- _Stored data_

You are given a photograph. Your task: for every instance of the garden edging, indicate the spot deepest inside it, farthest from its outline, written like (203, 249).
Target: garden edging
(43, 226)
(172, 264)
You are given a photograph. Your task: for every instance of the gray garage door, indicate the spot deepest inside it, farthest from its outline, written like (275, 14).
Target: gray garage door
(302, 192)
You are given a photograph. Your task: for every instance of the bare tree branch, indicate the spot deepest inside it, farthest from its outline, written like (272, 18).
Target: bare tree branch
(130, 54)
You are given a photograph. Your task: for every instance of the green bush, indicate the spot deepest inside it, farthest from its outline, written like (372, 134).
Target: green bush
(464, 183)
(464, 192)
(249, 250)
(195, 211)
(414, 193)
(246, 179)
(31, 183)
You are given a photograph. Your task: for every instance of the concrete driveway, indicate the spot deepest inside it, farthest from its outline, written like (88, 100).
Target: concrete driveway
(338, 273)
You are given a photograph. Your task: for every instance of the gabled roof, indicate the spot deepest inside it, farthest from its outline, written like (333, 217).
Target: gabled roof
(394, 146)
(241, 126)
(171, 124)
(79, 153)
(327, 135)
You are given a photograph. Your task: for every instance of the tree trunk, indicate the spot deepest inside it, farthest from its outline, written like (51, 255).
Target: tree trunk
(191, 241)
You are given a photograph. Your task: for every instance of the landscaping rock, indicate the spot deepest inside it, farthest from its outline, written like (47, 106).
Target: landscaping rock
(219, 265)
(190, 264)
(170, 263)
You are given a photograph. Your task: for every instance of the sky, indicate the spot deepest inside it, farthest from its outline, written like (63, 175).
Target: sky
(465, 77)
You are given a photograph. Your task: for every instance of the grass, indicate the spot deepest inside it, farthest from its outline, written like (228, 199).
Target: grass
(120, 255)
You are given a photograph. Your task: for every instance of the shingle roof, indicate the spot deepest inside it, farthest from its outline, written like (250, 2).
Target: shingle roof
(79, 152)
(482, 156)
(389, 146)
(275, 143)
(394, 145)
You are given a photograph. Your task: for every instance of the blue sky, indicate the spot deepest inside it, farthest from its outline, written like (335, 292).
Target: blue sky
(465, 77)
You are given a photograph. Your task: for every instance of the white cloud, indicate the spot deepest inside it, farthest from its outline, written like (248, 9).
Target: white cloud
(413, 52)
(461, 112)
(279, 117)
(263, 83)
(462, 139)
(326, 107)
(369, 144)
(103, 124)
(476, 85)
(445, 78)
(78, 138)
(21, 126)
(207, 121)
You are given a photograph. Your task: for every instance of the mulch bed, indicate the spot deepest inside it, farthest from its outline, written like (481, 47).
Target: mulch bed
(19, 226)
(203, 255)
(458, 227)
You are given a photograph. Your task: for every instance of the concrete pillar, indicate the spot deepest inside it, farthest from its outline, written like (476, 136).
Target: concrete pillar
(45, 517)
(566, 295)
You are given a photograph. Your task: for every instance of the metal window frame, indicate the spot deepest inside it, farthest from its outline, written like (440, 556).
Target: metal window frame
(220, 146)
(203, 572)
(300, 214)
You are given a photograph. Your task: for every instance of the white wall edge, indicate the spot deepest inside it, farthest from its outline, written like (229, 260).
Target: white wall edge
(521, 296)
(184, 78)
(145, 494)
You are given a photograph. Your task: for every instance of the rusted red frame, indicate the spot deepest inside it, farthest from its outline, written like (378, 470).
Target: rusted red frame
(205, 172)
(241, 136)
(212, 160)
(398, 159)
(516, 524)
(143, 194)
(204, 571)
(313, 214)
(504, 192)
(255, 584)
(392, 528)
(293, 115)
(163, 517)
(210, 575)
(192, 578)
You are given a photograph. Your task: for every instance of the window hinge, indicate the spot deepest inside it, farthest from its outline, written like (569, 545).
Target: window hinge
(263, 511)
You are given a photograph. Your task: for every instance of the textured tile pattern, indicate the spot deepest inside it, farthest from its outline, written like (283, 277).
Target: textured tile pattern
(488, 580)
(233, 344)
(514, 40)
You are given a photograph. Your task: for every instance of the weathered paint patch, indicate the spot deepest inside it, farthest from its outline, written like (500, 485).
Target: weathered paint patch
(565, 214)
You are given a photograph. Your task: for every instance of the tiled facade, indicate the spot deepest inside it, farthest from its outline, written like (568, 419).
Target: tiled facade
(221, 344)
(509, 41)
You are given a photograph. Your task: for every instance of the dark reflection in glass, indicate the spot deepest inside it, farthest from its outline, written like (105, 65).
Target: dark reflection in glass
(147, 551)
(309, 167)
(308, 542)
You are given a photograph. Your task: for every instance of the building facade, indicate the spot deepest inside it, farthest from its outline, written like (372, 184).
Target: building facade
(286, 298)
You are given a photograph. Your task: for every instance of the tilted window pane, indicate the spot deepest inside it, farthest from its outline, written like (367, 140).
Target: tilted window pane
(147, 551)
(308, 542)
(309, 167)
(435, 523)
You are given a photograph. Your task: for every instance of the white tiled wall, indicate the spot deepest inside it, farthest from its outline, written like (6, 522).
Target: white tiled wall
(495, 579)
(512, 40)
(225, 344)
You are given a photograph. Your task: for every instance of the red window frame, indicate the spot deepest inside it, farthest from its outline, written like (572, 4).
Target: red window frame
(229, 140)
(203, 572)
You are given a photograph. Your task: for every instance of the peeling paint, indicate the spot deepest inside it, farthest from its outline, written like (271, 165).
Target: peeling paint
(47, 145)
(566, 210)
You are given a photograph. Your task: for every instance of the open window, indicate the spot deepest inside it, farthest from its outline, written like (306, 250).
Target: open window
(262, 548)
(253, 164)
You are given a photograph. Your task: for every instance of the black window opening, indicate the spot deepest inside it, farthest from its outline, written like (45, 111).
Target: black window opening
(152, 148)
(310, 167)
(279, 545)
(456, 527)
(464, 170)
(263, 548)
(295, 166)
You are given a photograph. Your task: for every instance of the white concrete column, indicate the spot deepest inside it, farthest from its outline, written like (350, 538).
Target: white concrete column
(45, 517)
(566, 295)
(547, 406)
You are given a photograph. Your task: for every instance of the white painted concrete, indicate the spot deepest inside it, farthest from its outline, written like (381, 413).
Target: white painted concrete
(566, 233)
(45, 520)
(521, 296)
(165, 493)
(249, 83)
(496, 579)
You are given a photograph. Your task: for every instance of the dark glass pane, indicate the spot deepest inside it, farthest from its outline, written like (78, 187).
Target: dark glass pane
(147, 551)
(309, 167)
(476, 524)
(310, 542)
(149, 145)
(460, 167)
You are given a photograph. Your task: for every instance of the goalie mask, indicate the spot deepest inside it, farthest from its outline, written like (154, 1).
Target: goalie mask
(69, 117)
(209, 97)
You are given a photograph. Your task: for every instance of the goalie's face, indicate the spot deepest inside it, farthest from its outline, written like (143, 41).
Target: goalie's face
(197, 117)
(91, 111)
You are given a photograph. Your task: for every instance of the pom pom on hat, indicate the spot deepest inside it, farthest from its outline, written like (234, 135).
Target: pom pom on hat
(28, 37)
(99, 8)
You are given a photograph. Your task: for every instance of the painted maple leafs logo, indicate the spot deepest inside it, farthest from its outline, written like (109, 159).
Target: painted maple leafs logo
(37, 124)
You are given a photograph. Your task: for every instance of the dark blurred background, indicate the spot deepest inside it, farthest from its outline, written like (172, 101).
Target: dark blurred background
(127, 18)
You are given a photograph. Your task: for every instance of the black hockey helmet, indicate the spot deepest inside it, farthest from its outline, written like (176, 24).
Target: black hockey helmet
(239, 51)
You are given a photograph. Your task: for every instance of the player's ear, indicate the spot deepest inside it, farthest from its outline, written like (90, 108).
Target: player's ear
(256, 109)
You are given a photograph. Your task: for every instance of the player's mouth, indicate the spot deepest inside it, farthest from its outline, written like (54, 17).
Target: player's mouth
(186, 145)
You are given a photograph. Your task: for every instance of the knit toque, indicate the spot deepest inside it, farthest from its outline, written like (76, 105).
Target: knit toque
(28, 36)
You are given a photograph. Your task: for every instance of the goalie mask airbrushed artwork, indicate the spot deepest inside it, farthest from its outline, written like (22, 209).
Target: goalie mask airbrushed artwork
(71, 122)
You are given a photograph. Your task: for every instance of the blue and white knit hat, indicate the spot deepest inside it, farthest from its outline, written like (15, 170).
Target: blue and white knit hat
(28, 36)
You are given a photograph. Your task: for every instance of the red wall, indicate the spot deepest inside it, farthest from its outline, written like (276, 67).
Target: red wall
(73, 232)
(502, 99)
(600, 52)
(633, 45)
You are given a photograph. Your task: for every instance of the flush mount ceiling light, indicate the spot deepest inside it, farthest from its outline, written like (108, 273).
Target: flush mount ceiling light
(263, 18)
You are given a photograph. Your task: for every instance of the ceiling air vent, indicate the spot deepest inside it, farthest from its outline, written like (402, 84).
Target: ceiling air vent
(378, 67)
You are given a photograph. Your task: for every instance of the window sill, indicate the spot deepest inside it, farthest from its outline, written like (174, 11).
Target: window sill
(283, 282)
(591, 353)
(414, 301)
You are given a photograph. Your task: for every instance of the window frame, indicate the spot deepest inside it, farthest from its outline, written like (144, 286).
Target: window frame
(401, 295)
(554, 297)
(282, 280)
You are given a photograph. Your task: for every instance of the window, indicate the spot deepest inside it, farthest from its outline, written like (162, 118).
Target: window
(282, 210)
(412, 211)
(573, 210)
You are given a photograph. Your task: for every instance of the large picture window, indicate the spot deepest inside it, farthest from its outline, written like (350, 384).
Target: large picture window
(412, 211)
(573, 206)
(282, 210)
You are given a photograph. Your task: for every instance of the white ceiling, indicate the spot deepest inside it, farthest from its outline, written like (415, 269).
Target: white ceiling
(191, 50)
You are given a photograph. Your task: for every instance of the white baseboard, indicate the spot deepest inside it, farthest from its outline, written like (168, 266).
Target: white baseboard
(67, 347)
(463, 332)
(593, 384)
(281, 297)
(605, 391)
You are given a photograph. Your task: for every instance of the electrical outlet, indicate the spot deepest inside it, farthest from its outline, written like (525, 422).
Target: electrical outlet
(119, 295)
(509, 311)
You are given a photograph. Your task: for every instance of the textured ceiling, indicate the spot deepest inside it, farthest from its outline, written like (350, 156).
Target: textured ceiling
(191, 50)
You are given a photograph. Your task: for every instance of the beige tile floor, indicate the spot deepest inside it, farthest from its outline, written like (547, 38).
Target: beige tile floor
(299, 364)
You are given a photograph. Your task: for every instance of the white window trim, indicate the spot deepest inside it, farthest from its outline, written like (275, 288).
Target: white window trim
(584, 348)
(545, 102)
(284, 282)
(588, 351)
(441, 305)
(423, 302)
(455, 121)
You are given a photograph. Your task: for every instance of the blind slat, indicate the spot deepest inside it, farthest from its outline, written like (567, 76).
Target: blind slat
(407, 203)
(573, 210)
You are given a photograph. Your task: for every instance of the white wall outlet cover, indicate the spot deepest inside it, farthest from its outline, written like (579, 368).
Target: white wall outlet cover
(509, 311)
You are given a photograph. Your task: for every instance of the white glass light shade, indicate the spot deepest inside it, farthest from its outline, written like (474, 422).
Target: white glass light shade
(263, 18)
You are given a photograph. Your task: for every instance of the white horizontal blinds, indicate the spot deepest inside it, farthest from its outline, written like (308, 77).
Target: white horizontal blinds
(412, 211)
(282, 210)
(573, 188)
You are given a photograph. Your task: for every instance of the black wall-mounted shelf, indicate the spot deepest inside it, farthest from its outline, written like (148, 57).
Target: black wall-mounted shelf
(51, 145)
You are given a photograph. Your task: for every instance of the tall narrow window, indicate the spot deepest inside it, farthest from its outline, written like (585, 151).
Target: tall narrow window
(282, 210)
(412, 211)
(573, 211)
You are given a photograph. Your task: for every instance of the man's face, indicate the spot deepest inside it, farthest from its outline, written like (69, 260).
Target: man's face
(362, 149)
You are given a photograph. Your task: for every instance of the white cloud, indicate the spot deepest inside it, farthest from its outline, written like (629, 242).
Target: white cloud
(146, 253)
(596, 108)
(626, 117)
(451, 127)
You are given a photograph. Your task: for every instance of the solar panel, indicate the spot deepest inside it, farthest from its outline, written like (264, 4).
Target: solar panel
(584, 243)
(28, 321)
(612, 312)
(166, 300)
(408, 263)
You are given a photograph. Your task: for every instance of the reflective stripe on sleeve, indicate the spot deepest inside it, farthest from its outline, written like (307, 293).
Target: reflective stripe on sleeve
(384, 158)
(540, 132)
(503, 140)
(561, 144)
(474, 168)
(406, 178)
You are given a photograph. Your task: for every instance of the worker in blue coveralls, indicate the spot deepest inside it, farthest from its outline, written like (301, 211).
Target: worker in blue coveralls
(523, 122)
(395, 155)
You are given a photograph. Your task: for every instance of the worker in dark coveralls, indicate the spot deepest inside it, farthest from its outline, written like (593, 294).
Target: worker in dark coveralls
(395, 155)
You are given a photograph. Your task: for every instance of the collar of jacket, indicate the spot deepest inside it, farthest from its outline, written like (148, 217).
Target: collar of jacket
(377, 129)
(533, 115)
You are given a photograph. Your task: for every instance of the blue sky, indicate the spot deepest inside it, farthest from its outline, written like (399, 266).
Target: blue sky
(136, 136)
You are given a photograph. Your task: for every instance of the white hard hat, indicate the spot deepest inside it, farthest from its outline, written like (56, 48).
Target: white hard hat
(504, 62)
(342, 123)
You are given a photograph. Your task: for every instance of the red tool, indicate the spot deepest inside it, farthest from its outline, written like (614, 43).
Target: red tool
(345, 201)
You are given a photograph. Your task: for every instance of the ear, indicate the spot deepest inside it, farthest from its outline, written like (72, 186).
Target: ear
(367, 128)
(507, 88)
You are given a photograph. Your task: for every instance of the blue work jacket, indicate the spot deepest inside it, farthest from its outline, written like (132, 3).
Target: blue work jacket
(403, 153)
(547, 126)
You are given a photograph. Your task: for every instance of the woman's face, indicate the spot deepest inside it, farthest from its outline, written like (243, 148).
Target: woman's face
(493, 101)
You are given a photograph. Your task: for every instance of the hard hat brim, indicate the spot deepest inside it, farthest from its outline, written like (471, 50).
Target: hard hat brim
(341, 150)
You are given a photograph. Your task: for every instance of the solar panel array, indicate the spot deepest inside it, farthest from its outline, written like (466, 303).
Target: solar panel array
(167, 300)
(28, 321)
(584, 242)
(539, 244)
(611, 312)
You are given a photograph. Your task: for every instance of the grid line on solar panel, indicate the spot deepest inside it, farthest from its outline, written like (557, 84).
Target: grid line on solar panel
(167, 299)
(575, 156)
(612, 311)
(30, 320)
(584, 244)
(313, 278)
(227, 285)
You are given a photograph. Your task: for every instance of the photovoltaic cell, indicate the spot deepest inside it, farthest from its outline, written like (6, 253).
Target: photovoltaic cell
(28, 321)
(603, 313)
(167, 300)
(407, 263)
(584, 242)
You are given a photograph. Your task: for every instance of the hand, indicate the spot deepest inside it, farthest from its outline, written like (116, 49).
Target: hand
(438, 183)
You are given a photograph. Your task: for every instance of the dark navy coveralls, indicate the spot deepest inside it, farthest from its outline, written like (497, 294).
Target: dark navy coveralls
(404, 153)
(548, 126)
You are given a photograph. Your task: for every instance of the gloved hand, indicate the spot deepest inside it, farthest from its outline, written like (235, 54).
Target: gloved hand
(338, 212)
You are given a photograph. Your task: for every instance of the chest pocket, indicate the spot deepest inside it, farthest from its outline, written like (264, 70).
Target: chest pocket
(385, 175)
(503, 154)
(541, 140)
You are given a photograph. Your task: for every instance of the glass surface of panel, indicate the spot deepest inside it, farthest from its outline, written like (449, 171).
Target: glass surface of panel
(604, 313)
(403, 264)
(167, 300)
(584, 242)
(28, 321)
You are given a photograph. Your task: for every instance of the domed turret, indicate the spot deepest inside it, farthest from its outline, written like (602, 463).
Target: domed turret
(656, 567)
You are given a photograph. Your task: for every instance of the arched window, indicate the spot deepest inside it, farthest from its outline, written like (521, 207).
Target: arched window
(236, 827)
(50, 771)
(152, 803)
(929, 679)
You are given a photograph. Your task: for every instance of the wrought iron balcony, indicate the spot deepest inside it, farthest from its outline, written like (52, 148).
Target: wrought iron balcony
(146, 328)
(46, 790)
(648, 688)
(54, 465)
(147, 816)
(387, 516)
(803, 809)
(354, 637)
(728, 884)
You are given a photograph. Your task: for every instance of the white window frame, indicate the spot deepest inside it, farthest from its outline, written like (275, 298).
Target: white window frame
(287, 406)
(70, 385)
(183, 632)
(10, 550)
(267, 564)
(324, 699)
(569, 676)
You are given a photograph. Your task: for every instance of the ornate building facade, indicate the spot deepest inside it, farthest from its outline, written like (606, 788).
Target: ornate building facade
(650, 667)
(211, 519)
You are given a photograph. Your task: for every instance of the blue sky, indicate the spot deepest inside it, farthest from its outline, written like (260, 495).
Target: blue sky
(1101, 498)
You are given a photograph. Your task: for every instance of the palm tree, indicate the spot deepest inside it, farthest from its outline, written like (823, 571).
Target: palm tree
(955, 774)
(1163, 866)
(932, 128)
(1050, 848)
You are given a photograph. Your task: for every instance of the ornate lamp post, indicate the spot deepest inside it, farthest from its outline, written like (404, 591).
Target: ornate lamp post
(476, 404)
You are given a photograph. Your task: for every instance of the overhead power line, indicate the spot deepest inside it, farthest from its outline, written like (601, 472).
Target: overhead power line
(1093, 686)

- _Your task_
Copy out exactly the lines running from the line with "like (602, 463)." to the end of the records, inclusive.

- _The answer_
You are given a photograph. Your task: for every instance of the domed turret, indicate the spot deepest inside it, farthest from its outline, written like (602, 463).
Target: domed turret
(656, 567)
You are given a photograph. Your task: for every instance of the arched window, indicate the spot deepest inside it, farthest from its outline, written like (521, 207).
Target: arched window
(236, 827)
(50, 771)
(152, 803)
(929, 679)
You are given a photograph. Your task: for every instance of the wrought iron balcony, indicate the spot deepest inside it, farthest from its outline, written like (52, 148).
Target: wrought iron balcony
(146, 328)
(46, 790)
(648, 688)
(54, 465)
(147, 816)
(387, 516)
(803, 809)
(354, 637)
(728, 884)
You are given a photograph. Your task: for every instance of the white window frame, indicate the spot deepest inside it, farthest from its outline, written like (275, 298).
Target: white window frame
(287, 406)
(70, 385)
(183, 632)
(10, 550)
(267, 564)
(324, 699)
(569, 676)
You are given a photograph. Your task: for every instance of the ornate building facade, indicate the spot deepest inside it, farthest from its outline, written like (606, 788).
Target: ornate building facade
(650, 667)
(211, 519)
You are given a photograph. Your task: for every instance of the blue sky, indicate the spot deepest inside it, farthest from its outline, written like (260, 495).
Target: blue sky
(1101, 498)
You are given a photograph. Your task: for every instance of the palm tree, indicate the spot deepest inside it, farthest from its outline, written like (823, 571).
Target: palm tree
(955, 774)
(1163, 866)
(932, 128)
(1050, 848)
You are given a photograph. Your task: for every instance of the ornate lamp post, indicate the spot deepest inside it, farthest from its outline, written like (404, 591).
Target: ornate lamp post
(476, 404)
You are given a photograph. Your task: for every instance of the overhead power line, indicate the spot deepest inside it, farthest from its outline, written like (601, 472).
Target: overhead power line
(1093, 686)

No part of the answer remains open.